**OBJECTIVE A**
Pull out every line of the records below that contains the string "instance", treating uppercase and lowercase letters as different.

Single by Tevin Campbell

from the album Back to the World
- Released: June 4, 1996
- Recorded: August 1995
- Length: 5:00
- Label: Qwest
- Songwriters: Jamey Jaz; Rahsaan Patterson; Mikelyn Roderick;
- Producer: Jamey Jaz

Tevin Campbell singles chronology
| "Don't Say Goodbye Girl" (1995) | "Back to the World" (1996) | "I Got It Bad" (1996) |

= Back to the World (song) =

"Back to the World" is a song by American R&B singer Tevin Campbell. It was written by Jamey Jaz, Rahsaan Patterson, and Mikelyn Roderick for his third album of the same name (1996). The song became a top ten hit in New Zealand, peaking at number eight on the New Zealand Singles Chart, and entered the top 40 in Australia. In the US, "Back to the World" was the only single from its parent album to garner decent success on the charts, peaking at number 16 on the Hot R&B/Hip-Hop Songs chart.

==Music video==
A music video for "Back to the World" was directed by Bille Woodruff.

**DATA PROVIDED**
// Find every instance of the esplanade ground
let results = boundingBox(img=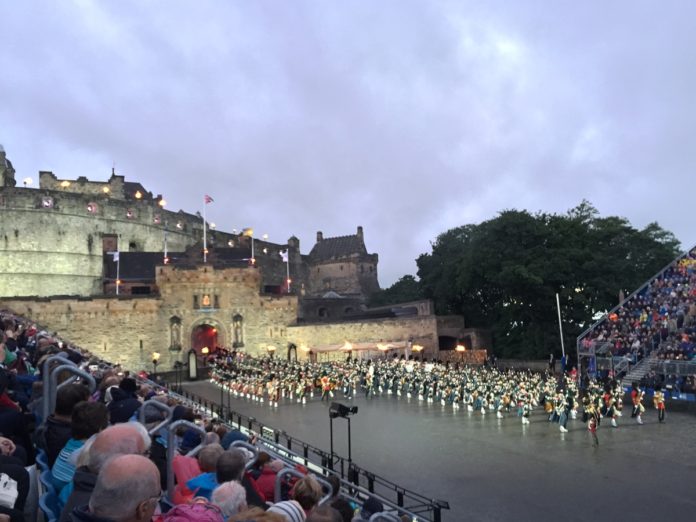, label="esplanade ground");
[185,382,696,522]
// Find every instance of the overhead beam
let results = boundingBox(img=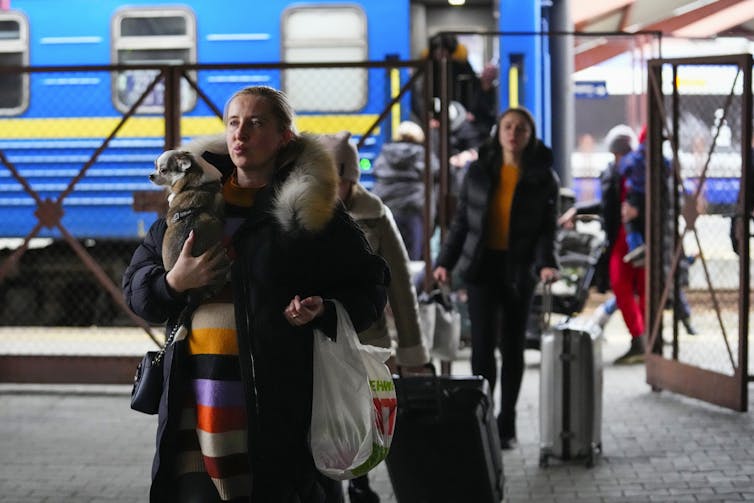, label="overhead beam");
[574,0,751,71]
[673,0,754,38]
[569,0,635,26]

**OBJECTIVE B**
According to the article on the song "Back to the World," who directed its music video?

**EXPECTED ANSWER A**
// Find every instance of the esplanade ground
// Find every instance of the overhead beam

**EXPECTED ANSWER B**
Bille Woodruff